* Supplied text *
· · · ·

Chattisgarh High Court

M/S Engineers India Technical Services ... vs Commissioner Of Central Excise & ... on 20 June, 2017

Bench: Thottathil B. Radhakrishnan, P. Sam Koshy

                                                  1



                                                                                        AFR
                         HIGH COURT OF CHHATTISGARH, BILASPUR

                                      Tax Case No. 5 of 2014


             M/s. Engineers India Technical Services, 221, 2 nd Floor Crystal Tower Lodhipara
             Shankar Nagar Road, Raipur, Chhattisgarh.
                                                                               ---- Appellant

                                              Versus

             Commissioner of Central Excise & Service Tax, Raipur, Central Excise Building,
             Dhamtari Road, Tikrapara Raipur, Chhattisgarh.

                                                                             ---- Respondent

         For Appellant/Assessee               : Shri Siddharth Dubey, Advocate.
         For Respondent/Revenue               : Shri Vinay Pandey, Advocate.


                              Hon'ble Shri Thottathil B. Radhakrishnan, Chief Justice
                              Hon'ble Shri P. Sam Koshy, J.

· · · ·

Repeat, word for word, the stretch of the case heading from "---- Respondent" through "Sam Koshy, J.". The rows that follow play no part in the work here.

* Listed entries *
· · · ·

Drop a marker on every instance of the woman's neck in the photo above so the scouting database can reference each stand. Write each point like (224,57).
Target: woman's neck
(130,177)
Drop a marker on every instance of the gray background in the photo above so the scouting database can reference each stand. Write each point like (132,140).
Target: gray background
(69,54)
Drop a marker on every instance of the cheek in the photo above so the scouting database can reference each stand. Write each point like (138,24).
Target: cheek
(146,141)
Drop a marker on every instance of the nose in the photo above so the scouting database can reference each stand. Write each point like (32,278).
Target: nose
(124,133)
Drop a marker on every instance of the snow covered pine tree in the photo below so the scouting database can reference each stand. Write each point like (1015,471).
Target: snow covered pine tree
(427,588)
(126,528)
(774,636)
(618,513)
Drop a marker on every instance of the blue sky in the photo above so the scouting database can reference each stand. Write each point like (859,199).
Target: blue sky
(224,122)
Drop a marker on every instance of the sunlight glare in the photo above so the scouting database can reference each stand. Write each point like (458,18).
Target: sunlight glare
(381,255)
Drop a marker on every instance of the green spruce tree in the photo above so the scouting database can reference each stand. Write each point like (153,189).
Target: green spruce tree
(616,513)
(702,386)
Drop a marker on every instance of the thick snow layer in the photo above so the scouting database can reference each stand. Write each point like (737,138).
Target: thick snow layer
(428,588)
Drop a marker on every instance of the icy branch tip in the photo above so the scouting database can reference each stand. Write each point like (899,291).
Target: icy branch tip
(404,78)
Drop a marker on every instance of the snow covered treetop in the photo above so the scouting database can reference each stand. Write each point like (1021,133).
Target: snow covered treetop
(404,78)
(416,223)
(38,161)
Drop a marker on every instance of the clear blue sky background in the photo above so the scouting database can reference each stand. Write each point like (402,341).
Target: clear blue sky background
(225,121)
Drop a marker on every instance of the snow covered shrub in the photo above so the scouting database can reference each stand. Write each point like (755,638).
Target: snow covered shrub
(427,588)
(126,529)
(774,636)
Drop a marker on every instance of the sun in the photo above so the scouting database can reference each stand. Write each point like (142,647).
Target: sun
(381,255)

· · · ·

* Answer in full *
---- Respondent

         For Appellant/Assessee               : Shri Siddharth Dubey, Advocate.
         For Respondent/Revenue               : Shri Vinay Pandey, Advocate.


                              Hon'ble Shri Thottathil B. Radhakrishnan, Chief Justice
                              Hon'ble Shri P. Sam Koshy, J.